(Page text)

With a census taking place every decade, the U.S. government continues to archive and disseminate a seemingly incomprehensible amount of information. The government and many of its arm’s-length apparatuses (particularly the military) have provided a good deal of leadership in the area of technological innovation. Complementing its function as provider of data services, the government has facilitated computerized data analysis of consumer marketing practices in production, advertising, distribution, and sales. Foremost in this regard is the application of real-time database technologies in the airline industry, which enable the immediate storage, retrieval, and updating of passenger and scheduling data. The convergence of storage and diagnosis technologies in computers (as software programs) subsequently facilitated the ongoing computation of relationships between changing inventories, sales, and consumer demographics and psychographics.

While the need to make immediate changes to databases is restricted to large-scale or emergency service providers such as government and transportation, the cross-referencing of inventories and consumer demand is also of prime importance for wholesalers and retailers. Implementing a strategy similar to that used by the airline industry, with the assistance of digital technologies such as Universal Product Codes (bar codes and coded ‘‘swipe’’ cards), the retail sector has incorporated inventory tracking within sales decisions. Unlike the airline industry, though, the retail and wholesale sales industries involve a wide array of commodities, and for businesses to remain profitable and competitive, managers must devise strategies to solicit psychographic profiles of consumers that predict their likelihood to be interested in product X, Y, or Z.

(End Page text)

- What to do -
- a) Name the areas of consumer marketing practice in which, according to the passage on government data and database technology, the government facilitated computerized data analysis.
- b) Extend the passage on government data and database technology beyond its final sentence.

(Information given)

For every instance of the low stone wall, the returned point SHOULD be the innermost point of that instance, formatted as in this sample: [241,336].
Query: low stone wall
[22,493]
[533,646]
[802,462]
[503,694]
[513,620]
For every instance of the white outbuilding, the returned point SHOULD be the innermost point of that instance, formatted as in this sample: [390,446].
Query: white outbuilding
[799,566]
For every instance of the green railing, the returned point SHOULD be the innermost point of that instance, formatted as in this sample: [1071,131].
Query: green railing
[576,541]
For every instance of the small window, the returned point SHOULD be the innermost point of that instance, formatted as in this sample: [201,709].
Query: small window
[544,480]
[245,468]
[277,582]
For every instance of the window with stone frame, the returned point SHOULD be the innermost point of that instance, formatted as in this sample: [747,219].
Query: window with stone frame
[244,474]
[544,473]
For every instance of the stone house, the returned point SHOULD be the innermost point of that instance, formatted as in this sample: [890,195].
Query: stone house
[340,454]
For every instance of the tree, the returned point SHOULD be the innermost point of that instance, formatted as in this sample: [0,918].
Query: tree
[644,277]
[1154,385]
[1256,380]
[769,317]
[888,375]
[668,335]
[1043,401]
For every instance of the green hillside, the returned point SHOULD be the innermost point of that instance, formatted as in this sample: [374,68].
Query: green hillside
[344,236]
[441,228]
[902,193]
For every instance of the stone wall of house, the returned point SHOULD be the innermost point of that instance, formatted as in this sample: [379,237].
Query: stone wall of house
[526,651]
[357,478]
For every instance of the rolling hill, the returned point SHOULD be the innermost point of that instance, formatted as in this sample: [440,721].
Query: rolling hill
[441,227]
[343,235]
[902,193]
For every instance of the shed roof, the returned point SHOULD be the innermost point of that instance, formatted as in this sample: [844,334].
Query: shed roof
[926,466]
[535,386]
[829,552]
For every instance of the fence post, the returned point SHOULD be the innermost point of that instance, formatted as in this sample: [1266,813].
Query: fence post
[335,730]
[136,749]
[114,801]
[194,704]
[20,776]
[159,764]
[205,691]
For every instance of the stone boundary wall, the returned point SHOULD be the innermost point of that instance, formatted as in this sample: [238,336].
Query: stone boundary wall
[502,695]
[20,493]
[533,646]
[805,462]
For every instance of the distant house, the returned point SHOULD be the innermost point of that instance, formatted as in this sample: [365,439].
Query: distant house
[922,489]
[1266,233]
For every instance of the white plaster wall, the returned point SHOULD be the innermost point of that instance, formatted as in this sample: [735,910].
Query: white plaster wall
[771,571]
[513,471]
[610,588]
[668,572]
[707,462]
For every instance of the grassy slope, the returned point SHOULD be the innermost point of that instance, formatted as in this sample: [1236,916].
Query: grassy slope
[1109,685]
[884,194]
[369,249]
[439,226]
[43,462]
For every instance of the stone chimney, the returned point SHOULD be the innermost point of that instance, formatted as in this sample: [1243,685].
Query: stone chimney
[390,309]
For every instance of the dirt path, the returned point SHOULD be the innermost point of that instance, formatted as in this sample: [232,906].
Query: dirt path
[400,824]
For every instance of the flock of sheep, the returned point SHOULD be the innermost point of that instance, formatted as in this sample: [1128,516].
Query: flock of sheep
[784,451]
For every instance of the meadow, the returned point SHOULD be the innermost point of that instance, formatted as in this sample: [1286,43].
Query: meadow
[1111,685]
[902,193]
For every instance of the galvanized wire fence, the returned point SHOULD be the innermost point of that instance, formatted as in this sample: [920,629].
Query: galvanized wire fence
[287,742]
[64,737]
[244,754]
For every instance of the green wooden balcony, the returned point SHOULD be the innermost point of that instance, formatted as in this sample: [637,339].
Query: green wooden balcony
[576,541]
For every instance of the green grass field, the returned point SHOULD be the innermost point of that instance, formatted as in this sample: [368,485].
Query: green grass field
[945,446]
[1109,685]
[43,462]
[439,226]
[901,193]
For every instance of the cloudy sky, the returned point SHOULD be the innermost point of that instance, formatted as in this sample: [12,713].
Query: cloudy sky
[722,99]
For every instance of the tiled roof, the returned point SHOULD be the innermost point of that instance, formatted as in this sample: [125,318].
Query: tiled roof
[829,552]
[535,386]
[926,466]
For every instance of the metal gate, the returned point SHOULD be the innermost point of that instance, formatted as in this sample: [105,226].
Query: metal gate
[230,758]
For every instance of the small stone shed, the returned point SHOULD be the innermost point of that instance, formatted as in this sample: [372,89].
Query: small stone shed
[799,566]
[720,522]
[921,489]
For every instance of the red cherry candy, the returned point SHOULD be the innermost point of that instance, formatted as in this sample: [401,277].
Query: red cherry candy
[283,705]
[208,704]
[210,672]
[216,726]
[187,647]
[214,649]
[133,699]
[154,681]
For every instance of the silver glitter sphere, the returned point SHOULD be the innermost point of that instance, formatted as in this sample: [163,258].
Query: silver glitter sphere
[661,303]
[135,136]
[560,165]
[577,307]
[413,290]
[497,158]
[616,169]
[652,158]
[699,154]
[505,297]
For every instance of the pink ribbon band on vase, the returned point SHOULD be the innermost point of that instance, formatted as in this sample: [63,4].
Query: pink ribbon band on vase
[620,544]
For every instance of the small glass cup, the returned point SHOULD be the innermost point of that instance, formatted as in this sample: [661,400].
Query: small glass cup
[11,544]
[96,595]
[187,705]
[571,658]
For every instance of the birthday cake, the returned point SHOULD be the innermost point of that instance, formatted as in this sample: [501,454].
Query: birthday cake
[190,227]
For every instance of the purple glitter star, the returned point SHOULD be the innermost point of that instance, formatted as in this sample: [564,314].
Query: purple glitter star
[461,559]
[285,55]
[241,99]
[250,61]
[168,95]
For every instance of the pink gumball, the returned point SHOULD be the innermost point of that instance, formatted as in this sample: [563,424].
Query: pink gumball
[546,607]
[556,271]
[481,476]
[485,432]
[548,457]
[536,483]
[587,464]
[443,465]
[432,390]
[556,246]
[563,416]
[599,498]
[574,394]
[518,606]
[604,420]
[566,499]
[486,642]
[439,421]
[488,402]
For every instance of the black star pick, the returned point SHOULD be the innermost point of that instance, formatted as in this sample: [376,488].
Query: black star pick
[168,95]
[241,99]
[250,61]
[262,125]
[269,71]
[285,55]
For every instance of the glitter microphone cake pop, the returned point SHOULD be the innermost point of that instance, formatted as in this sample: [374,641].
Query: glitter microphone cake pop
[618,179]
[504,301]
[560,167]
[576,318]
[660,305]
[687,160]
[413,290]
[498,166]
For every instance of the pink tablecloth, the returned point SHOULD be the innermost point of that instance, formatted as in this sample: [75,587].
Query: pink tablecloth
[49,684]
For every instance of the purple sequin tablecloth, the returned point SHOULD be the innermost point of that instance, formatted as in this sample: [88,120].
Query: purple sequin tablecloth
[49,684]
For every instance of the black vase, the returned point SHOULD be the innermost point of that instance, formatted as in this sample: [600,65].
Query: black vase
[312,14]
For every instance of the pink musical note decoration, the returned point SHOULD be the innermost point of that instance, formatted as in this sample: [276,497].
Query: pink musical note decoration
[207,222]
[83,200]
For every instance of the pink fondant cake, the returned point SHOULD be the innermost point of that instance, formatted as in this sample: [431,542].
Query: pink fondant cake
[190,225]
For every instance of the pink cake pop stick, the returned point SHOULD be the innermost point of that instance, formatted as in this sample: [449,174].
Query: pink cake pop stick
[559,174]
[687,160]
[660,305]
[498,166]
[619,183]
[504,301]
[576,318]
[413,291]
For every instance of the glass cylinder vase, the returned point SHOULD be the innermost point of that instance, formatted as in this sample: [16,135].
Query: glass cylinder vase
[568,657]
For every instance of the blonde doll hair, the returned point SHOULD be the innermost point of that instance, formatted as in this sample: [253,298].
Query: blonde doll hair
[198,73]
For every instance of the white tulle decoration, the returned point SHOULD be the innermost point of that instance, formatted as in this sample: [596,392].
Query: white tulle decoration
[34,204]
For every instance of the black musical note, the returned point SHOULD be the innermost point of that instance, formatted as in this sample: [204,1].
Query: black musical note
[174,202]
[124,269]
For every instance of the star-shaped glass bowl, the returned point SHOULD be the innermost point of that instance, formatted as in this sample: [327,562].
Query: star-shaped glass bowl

(End Information given)

- Exercise results -
- a) production, advertising, distribution, sales

- b)
As this chapter has discussed, a key element in rationalizing overall business decisions and in discriminating consumers into niche markets is the technological automation of demographic and psychographic data. A distinguishing element of the sales transaction is the production and exchange of transaction-generated information (history of a consumer’s buying habits) in return for a financial rebate or a promise of reward. Money, in other words, is not simply exchanged for products or for libidinal gratification, for that matter. Once a larger pool of transaction-generated information has been cross-referenced and tabulated in consumer databases, profiles are used to target probable consumers at home (via direct mailing) or at the cash register (customized coupons). Market researchers are interested in finding out what the customer wants, but they also want to use data on consumer behavior to foster, automate, and network the act of consumption.

By tracing the emergence of automated computer and information technologies into the spheres of production, promotion, and wholesale and retail sales, this chapter has argued that consumer feedback has increasingly become an integral part of ongoing, real- time (and just-in-time) technological loops. And as these strategies become more pervasive and automated, they subsequently become less distinguishable from the act of purchasing or (keeping in mind the tactics of coupon rebates and bar-coded supermarket cards) getting a ‘‘good deal.’’ Such feedback does not simply inform the production of commodities, offering objective input on desired products for individual consumers. Rather, feedback techniques are often used to cluster like-minded consumers together so that their aggregate purchases—and hence psychographics—can be cross-referenced with production, distribution, and sales data. As is shown in the next chapter’s discussion of geographical information systems (GIS), the cross-referencing of data is often spatialized and mapped (just as Herbert Hoover intended with the first consumption census) to give industries in the private sector the intelligence required to reconfigure their operations to maximize their relationships to specific clusters of consumers. The mapping of consumer profiles in the context of the marketing and sales of products and services thus enters the domain of prescribing or otherwise governing spatial relationships.